**INSTRUCTION 1:** In the blog post below, what film does the writer name as the original that You've Got Mail is based on?

**TEXT EXTRACT:**
Start

Tuesday, September 1, 2015

"It's Not Personal" = Hogwash

Wow, I haven’t blogged in forever. I’m sorry, folks- not that I think any of you actually missed me, but y’know. Things in my life kept kind of hitting the fan, and I had higher priorities, like not being homeless, like keeping my dog safe, like not missing my car payment(s), moving across the country…

Sigh.

I can kind of breathe again,  though, so I figured I’d go on a little rant that’s been sitting in my chest.



I love You’ve Got Mail. I know I should see the original, The Shop Around the Corner (Jimmy Stewart! Also, the first movie is actually based on a play, and there's also a musical starring Judy F***ing Garland!,) but if you put aside the out-datedness of AOL (including suspending your disbelief at the movie’s very title…), it’s just perfect*. One  of the scenes that sticks out the most for me, that hit home like a certain Norse god’s/ comic character’s hammer, was one where Meg Ryan’s character is talking about how her shop was closed. She bashes the, “It’s not personal, it’s business,” excuse with,

“All that means is it wasn’t personal to you. Well, it was personal to me.”

I feel like that  so much in life. I wear my heart on my sleeve, so I do, I take things personal probably more frequently than I should. But at the same time, she has a point. “It’s not personal,” is a way that people who are knowingly hurting someone make themselves feel better. And it’s sometimes way obvious, too, that the person is trying to excuse whatever incorrigible behavior they’ve just exhibited.

End

**ENTRIES SUPPLIED:**
Start

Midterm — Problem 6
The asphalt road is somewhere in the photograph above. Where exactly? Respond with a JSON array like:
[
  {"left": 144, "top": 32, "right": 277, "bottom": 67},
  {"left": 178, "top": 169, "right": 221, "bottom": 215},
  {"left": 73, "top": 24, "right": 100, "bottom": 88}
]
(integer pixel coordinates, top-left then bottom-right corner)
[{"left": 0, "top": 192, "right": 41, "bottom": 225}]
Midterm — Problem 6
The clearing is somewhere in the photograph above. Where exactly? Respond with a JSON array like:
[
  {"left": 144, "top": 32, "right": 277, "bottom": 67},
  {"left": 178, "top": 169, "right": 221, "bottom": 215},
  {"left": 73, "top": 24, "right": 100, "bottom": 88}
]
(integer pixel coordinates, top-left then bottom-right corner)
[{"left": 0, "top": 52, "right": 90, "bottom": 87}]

End
Start

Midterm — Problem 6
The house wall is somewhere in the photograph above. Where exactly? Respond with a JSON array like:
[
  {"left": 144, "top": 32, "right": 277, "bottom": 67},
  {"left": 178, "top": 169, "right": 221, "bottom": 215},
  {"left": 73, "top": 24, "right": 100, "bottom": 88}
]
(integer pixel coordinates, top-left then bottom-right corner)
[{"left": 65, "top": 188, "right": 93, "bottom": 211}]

End
Start

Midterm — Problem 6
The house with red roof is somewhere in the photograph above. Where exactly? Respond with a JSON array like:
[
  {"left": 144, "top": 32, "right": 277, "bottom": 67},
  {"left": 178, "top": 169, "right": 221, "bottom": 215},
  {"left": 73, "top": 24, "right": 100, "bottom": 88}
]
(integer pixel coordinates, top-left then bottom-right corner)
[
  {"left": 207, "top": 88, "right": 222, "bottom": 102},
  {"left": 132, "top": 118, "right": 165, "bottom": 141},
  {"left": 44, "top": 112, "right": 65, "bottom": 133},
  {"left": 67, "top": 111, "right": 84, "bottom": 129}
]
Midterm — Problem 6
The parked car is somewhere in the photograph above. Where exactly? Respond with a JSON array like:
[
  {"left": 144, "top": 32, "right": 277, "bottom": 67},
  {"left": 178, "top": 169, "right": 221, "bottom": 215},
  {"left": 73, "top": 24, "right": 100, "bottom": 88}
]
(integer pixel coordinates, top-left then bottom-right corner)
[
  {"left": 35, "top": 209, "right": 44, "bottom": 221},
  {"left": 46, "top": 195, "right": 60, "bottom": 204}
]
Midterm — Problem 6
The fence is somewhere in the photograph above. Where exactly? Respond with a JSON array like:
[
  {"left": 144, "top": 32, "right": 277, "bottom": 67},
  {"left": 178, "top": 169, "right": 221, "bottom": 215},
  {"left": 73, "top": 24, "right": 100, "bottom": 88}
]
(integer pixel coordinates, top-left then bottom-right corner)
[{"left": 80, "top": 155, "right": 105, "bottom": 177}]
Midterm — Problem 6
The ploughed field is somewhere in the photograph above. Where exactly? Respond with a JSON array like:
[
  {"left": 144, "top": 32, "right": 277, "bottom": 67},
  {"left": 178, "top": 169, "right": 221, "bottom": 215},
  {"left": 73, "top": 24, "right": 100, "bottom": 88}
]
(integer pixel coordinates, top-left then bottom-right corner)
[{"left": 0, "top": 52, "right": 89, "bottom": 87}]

End

**INSTRUCTION 2:** Show each line of the rows above that contains the word "house".

**WRITTEN RESPONSE 1:** The Shop Around the Corner

**WRITTEN RESPONSE 2:**
The house wall is somewhere in the photograph above. Where exactly? Respond with a JSON array like:
The house with red roof is somewhere in the photograph above. Where exactly? Respond with a JSON array like:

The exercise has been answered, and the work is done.